:: Suas instruções ::
Com base no trecho fornecido sobre a obra de Clarice, explique por que as acusações de que ela seria uma escritora alienada não são inteiramente justas.

As acusações de escritora alienada não são inteiramente justas. Embora a maior parte de sua obra tenha mulheres - solteiras ou casadas, profissionais com carreira ou donas-de-casa - como protagonistas inquietas, Clarice deu clara importância aos despossuídos. É famoso um texto seu chamado "Mineirinho", publicado nos anos 1960, que começa assim:
"É, suponho que é em mim, como um dos representantes de nós, que devo procurar por que está doendo a morte de um facínora. E por que é que mais me adianta contar os treze tiros que mataram Mineirinho do que seus crimes."
E - é claro -, não podemos deixar de pensar na maior de todas as suas protagonistas, que é a mais pobre, mais feia, mais tola e humilde de todas: Macabea, a alagoana de A hora da Estrela, cujo "olhar de perdição" Clarice afirmou (em entrevista) ter captado na rua.
Antes, porém, de chegar a esse seu magnífico romance-novela, Clarice escreveu, no final da década de 1960, um romance que fez sucesso (embora ela tenha dito que não gostava dele): Uma aprendizagem ou o livro dos prazeres (1969), cujos diálogos diretos entre os amantes, um professor universitário e uma professora de crianças, são novidade em sua obra. Há nesse romance certa concessão aos seus leitores de crônicas, menos intelectualizados, apreciadores de best-sellers, aos quais agradava o cenário sedutor do Rio de Janeiro e o fato de o professor Ulisses "ser de esquerda".

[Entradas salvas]
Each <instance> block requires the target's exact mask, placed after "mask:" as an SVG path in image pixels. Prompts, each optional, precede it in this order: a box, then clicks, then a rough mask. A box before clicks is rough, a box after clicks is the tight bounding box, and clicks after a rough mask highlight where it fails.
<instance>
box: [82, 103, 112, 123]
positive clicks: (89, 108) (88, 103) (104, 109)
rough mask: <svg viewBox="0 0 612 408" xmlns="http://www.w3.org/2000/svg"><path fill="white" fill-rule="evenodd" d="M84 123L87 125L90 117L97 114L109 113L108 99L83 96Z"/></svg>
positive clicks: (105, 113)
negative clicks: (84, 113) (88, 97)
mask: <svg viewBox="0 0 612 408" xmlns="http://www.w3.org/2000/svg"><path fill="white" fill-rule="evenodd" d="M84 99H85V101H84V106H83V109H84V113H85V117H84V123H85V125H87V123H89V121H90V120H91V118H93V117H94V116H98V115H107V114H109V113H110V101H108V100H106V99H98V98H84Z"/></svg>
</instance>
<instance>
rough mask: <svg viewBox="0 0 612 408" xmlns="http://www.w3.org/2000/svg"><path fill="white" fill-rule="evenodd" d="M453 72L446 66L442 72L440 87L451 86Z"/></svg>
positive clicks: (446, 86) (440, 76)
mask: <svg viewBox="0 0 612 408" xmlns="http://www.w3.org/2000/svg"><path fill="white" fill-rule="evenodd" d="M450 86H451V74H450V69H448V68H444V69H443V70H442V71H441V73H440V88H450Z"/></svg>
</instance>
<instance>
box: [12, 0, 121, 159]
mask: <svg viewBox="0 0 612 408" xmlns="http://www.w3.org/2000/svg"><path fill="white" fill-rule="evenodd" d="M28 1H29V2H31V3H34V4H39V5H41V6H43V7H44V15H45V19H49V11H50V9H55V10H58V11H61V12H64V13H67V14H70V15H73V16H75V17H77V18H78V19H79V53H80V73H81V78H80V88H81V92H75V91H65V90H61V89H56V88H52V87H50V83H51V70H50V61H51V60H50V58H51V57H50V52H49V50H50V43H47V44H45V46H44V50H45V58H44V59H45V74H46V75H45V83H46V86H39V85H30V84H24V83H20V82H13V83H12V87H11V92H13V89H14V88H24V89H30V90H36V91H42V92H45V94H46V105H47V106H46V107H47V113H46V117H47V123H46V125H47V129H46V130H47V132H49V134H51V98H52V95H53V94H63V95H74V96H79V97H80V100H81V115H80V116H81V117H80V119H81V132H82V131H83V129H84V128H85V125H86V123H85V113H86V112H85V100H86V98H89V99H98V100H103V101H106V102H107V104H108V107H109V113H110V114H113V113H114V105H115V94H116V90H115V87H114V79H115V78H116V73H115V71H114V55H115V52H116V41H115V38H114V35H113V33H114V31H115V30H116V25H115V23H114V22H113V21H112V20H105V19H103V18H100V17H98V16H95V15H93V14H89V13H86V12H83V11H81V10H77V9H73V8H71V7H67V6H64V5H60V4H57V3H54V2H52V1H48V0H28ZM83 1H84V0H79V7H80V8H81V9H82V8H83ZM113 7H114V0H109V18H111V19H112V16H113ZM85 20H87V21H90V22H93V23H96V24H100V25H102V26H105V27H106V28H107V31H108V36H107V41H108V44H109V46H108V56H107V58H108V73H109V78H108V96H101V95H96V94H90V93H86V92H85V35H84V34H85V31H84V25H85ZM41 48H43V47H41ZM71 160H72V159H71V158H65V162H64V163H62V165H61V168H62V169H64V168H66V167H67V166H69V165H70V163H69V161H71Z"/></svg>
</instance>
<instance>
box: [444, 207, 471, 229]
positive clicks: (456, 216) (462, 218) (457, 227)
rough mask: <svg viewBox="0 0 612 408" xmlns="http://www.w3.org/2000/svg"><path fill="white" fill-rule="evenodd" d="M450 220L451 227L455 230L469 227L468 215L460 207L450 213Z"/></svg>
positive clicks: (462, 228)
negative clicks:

:: Resposta do exercício ::
Essas acusações não são inteiramente justas porque, embora a maior parte de sua obra tenha mulheres inquietas como protagonistas, Clarice deu clara importância aos despossuídos. Como prova disso, o trecho cita o texto "Mineirinho", publicado nos anos 1960, e Macabea, a alagoana pobre e humilde de A hora da Estrela.